> [Study text]

=====

When I was asked to accompany our Diocesan trip to Ethiopia with Catholic Relief Services and Turning Wine into Water, I thought the theme of the trip was going to be “For I was thirsty, and you gave me drink.” In fairness to me, we were going to see an inauguration of a clean water project!
What ended up happening was something far different, and more amazing than I could have ever imagined.
It started right after I arrived at a Cistercian monastery in a tough part of the capital of Ethiopia, Addis Abba. My Fairfield County bubble had just burst in a spectacular way, and I was visibly anxious. I’ve always been a worrier. I’ve always been hesitant to go anywhere near the borders of my comfort zone, so I was severely out of my element. One of the seminarians at the monastery, who I had just met, noticed right away.
“John! Why are you nervous?” he asked as he was moving me into my room that they had meticulously prepared.
I didn’t have a good answer, so I mumbled something about everything being so new and overwhelming to me.

=====

> [Information provided]

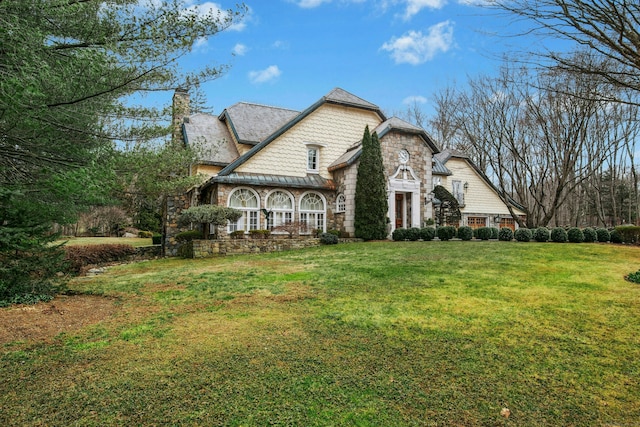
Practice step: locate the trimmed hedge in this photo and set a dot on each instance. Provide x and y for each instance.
(505, 234)
(575, 235)
(82, 256)
(523, 235)
(559, 235)
(465, 232)
(603, 235)
(542, 234)
(427, 233)
(446, 232)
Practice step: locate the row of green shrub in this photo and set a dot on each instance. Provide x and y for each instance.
(623, 234)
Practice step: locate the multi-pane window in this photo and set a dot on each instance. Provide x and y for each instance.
(312, 159)
(246, 201)
(280, 206)
(312, 213)
(341, 203)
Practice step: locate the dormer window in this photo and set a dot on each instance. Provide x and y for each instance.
(312, 159)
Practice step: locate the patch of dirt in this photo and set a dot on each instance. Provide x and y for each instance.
(43, 321)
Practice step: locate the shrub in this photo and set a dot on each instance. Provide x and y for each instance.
(603, 235)
(483, 233)
(446, 232)
(81, 256)
(615, 236)
(413, 234)
(505, 234)
(399, 234)
(259, 234)
(559, 235)
(523, 235)
(629, 233)
(465, 232)
(187, 236)
(542, 234)
(328, 239)
(589, 235)
(575, 235)
(427, 233)
(495, 233)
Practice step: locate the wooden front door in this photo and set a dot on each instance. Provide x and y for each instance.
(399, 210)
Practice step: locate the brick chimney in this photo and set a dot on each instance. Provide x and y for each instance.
(181, 111)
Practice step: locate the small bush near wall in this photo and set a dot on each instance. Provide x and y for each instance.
(505, 234)
(589, 235)
(446, 232)
(399, 234)
(629, 233)
(427, 233)
(542, 234)
(575, 235)
(483, 233)
(615, 237)
(603, 235)
(523, 235)
(558, 235)
(465, 232)
(328, 239)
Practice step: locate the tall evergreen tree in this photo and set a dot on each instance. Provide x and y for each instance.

=====

Can you reproduce the part of the Ethiopia trip account starting with "It started right" and going on through "had meticulously prepared."? The listing comes from a separate source.

> [Answer area]
It started right after I arrived at a Cistercian monastery in a tough part of the capital of Ethiopia, Addis Abba. My Fairfield County bubble had just burst in a spectacular way, and I was visibly anxious. I’ve always been a worrier. I’ve always been hesitant to go anywhere near the borders of my comfort zone, so I was severely out of my element. One of the seminarians at the monastery, who I had just met, noticed right away.
“John! Why are you nervous?” he asked as he was moving me into my room that they had meticulously prepared.